-- BEGIN --

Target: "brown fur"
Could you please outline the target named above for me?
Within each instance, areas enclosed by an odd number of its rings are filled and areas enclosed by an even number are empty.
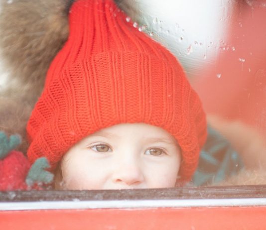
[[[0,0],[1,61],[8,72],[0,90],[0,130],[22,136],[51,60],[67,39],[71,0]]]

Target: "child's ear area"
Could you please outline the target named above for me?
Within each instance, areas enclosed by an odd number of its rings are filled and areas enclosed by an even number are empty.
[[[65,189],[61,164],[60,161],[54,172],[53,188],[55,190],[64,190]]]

-- END --
-- BEGIN --

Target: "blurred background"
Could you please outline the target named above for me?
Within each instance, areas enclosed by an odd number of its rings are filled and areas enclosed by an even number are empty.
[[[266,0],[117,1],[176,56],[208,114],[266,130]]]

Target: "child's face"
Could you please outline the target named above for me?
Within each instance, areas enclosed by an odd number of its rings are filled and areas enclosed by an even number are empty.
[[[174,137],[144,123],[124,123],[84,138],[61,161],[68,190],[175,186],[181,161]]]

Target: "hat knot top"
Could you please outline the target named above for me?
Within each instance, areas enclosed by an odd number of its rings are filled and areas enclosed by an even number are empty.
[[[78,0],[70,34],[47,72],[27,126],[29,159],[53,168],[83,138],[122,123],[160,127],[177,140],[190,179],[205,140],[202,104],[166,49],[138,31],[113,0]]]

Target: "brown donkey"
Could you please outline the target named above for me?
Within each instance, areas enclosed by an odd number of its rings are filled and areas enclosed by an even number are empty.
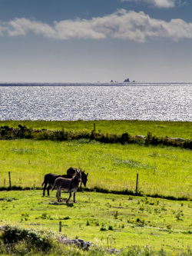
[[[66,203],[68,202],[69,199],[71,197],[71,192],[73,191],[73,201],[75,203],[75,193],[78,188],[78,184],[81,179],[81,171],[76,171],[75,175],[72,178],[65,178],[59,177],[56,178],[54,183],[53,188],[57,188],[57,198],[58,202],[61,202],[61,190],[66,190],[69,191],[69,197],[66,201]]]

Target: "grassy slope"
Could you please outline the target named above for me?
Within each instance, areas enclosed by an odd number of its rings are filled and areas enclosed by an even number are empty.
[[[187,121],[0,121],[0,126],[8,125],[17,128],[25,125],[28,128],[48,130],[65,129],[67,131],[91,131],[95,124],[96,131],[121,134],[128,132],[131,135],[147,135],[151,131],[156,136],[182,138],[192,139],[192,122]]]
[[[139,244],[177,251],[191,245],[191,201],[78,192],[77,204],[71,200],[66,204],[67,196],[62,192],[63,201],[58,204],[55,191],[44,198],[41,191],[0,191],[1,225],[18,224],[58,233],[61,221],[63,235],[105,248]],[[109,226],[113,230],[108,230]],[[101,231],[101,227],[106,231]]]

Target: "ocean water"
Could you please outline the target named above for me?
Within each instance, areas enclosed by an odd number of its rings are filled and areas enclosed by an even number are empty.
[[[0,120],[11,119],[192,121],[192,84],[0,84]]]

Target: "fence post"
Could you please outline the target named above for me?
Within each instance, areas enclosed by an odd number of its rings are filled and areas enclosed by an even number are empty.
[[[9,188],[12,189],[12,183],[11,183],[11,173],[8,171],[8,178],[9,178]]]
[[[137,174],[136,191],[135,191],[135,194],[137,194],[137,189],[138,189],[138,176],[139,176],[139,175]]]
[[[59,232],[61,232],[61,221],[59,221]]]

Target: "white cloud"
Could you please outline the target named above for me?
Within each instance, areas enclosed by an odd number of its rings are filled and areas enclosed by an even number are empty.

-- END --

*The request*: List every line above that contains the string "child", copying each one in full.

*Expected answer*:
Target: "child's ear area"
Target: "child's face"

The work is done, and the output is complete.